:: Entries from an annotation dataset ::
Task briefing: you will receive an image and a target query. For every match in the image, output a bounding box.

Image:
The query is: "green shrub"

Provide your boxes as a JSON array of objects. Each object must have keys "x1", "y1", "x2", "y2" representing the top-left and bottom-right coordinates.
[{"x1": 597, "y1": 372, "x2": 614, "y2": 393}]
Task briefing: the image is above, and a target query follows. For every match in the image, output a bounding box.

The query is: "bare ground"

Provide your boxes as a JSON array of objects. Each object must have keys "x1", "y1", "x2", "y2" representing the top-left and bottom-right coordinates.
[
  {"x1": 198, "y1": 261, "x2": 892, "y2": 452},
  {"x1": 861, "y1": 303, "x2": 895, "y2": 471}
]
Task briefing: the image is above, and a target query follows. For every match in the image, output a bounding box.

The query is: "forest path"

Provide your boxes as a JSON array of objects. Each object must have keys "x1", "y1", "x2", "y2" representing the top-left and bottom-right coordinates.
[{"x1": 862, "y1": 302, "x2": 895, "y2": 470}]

:: Goal ::
Set down every line of the listing above again, exactly as given.

:: Finished answer ::
Task briefing: you will receive an image and a target query. For every match in the image, output a bounding box.

Image:
The query is: "green shrub"

Provide your boxes as a JSON array of objects. Each object must have keys "x1", "y1", "x2", "y2" representing the top-left and bottom-right coordinates.
[{"x1": 597, "y1": 372, "x2": 614, "y2": 393}]
Task briefing: the image is above, and a target query follows. For every match in the image, output a bounding box.

The query is: "bare ground"

Provide your boxes as a JSON array of objects. Each object must have keys "x1", "y1", "x2", "y2" representing the top-left and bottom-right coordinates.
[
  {"x1": 198, "y1": 261, "x2": 892, "y2": 452},
  {"x1": 861, "y1": 303, "x2": 895, "y2": 471}
]
Task briefing: the image is above, and a target query follows. For every match in the image, output a bounding box.

The query is: "forest path"

Provide your boxes as a JSON array of objects. Each object must have keys "x1", "y1", "x2", "y2" representing the top-left and bottom-right coordinates.
[{"x1": 862, "y1": 302, "x2": 895, "y2": 470}]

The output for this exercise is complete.